== Task directions ==
Pick out every line in the records that contains the word "maple" and copy each one. Case counts.

-*-

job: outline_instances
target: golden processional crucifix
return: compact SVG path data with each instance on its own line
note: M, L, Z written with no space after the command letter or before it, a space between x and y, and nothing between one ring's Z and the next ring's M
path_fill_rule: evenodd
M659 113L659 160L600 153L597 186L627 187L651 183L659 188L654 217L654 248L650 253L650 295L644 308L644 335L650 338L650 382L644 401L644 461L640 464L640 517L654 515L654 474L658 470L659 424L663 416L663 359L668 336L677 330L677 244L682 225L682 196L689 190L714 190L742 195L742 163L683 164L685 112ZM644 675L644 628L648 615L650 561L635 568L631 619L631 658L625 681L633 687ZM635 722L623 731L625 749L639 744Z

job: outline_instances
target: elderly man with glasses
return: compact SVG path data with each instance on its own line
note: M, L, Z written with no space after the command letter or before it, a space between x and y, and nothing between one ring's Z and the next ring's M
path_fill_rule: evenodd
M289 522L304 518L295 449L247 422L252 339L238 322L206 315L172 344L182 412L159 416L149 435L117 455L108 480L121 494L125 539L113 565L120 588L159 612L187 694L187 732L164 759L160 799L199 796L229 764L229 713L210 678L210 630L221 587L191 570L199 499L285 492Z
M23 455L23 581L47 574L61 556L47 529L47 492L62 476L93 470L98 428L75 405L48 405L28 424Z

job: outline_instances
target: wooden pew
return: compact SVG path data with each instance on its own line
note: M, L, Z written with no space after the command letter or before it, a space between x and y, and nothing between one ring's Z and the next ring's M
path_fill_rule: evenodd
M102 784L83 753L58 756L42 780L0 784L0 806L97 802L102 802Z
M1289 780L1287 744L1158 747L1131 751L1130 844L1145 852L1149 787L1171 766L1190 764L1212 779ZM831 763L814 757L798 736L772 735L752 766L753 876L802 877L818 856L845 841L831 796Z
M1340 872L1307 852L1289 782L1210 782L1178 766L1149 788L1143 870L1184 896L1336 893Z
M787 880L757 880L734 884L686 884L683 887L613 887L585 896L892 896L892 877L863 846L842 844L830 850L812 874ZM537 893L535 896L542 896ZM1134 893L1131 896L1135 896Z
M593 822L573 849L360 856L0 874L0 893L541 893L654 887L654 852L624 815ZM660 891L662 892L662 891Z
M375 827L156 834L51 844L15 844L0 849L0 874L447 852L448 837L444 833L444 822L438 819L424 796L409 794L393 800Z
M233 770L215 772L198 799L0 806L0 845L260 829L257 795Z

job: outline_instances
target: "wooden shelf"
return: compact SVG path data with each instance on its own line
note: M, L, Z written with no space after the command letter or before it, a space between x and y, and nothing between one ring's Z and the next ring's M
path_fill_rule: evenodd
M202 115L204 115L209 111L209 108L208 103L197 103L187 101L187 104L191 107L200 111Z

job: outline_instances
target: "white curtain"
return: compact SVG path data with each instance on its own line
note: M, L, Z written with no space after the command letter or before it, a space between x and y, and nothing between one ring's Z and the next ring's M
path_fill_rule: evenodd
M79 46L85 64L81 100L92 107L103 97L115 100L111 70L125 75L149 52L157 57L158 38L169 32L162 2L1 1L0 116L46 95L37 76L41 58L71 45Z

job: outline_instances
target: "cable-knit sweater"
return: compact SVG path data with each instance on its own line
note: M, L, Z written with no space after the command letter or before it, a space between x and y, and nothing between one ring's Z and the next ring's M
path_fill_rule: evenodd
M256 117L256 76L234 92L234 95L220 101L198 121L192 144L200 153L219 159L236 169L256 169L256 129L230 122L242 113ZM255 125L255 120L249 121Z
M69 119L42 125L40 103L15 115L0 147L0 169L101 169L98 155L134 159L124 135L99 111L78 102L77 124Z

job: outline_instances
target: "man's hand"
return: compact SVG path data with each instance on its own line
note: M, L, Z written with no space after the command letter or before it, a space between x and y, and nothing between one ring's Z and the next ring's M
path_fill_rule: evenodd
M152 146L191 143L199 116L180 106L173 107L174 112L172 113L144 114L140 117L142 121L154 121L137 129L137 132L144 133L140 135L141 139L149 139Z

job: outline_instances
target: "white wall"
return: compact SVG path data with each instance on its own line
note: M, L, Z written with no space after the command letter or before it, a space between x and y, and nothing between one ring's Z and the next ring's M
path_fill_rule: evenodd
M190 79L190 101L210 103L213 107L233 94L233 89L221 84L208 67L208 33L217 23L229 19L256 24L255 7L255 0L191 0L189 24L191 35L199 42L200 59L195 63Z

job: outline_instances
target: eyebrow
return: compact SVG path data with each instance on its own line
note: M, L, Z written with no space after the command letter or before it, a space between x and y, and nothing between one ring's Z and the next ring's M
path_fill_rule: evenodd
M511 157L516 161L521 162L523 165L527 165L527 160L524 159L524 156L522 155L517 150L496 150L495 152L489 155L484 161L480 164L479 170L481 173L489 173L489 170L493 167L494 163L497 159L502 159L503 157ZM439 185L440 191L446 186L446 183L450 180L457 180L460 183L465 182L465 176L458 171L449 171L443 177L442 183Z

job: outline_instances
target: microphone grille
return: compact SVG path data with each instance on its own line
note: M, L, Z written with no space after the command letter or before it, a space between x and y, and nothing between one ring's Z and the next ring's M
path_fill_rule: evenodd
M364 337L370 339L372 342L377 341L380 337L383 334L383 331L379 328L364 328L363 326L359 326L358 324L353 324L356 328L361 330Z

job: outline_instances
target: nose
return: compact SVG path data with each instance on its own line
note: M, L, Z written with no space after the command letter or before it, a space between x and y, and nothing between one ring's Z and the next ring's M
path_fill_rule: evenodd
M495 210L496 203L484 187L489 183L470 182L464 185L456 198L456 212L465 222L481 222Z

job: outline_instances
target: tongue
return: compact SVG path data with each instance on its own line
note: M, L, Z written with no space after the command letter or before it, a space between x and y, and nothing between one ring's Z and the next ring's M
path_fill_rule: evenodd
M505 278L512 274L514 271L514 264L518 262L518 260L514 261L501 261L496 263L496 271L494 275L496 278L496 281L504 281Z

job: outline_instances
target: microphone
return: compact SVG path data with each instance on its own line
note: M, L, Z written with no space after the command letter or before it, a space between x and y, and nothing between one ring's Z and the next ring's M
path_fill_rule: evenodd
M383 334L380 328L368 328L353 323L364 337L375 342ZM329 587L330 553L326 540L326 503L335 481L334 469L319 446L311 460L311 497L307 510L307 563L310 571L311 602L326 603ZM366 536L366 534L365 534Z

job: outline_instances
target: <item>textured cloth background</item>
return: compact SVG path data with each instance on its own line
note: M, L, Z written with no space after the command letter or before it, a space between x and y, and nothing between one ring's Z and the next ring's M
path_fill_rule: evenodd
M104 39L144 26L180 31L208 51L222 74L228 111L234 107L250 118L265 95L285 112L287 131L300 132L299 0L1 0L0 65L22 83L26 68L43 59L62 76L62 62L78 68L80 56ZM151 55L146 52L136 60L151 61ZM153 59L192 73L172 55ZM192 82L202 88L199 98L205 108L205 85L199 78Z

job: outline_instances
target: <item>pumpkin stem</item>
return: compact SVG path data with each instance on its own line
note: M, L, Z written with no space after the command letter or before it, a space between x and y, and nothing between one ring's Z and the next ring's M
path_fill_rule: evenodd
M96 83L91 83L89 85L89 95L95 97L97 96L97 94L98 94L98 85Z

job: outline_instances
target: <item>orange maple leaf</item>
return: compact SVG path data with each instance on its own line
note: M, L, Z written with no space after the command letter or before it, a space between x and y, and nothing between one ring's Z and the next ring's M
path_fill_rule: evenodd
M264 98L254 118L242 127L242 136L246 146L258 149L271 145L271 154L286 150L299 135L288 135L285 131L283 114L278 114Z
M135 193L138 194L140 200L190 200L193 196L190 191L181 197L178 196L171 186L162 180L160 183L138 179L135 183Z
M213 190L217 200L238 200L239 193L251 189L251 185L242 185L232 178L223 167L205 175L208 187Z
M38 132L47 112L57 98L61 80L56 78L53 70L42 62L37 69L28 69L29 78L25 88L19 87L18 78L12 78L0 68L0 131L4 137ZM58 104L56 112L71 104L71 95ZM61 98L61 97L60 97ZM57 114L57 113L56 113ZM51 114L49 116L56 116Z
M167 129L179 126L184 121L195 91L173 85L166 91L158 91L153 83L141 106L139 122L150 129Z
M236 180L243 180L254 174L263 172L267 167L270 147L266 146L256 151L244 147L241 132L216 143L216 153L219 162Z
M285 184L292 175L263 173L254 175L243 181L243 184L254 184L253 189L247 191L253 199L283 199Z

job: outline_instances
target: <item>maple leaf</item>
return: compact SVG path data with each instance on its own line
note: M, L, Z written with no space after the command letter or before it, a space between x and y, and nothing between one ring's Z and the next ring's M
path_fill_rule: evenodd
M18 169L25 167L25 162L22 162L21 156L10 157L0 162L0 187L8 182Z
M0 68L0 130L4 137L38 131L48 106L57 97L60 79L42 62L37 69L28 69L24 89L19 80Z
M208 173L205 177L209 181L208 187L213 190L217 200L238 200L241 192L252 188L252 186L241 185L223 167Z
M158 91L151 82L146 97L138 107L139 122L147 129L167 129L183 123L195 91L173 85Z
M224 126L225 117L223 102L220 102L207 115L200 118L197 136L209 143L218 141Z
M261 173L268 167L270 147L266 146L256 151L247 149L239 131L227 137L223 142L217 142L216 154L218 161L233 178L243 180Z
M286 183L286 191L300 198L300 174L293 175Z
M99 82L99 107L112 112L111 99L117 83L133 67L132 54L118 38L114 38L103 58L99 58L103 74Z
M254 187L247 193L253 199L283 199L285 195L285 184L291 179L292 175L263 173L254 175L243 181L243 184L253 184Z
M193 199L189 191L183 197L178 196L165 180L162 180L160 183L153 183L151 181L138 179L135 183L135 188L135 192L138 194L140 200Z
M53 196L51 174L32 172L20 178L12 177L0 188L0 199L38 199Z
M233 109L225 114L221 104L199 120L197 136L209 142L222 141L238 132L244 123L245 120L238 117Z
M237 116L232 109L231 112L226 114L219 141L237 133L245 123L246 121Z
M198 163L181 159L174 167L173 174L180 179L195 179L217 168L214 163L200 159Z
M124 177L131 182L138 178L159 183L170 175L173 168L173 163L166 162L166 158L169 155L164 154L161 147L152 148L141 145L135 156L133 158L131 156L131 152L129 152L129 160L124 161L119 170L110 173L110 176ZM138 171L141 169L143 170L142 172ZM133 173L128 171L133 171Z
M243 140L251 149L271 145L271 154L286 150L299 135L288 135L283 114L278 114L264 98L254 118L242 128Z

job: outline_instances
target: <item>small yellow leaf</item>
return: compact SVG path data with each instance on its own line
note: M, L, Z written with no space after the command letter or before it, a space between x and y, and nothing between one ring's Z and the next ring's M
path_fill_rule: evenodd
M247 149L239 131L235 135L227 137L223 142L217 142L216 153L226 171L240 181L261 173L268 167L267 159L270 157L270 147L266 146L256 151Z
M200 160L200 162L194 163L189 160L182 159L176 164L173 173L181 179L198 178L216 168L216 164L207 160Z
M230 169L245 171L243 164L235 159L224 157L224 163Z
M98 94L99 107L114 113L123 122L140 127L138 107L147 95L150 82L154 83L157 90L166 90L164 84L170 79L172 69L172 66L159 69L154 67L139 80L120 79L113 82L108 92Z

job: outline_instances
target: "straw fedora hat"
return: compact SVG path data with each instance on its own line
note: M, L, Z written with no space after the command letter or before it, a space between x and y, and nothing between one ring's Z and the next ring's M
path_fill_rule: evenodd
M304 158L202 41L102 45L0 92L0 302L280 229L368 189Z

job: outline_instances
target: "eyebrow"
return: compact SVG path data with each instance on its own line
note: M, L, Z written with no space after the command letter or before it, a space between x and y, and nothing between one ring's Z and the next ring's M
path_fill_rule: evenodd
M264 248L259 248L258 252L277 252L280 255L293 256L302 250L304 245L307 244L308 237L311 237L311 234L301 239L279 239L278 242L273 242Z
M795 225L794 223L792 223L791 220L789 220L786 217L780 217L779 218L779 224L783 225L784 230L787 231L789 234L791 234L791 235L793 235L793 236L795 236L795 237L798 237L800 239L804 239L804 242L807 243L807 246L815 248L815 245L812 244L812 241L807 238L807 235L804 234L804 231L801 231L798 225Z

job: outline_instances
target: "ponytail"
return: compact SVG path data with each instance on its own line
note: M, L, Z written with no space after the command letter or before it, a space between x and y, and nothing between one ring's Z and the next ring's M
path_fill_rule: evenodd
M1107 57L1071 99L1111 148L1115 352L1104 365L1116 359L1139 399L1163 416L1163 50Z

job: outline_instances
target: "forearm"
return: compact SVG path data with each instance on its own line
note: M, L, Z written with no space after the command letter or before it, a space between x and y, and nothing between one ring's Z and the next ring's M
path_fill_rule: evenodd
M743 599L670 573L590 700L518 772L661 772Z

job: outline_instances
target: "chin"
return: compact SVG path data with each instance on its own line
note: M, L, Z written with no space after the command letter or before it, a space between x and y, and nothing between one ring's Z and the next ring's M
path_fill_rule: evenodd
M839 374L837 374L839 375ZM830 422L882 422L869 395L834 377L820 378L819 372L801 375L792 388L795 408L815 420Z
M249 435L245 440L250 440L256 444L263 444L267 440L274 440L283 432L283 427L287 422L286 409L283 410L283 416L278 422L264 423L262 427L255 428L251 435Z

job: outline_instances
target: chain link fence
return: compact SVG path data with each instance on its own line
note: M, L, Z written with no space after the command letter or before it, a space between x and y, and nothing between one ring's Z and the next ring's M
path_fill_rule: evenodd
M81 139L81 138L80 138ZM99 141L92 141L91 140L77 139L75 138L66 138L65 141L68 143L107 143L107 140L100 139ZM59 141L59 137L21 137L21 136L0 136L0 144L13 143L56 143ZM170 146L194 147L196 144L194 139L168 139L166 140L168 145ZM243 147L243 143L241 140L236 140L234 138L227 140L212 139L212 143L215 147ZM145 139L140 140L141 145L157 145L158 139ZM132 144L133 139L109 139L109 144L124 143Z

-*-

== Task result ==
target: <item>orange maple leaf</item>
target: <item>maple leaf</item>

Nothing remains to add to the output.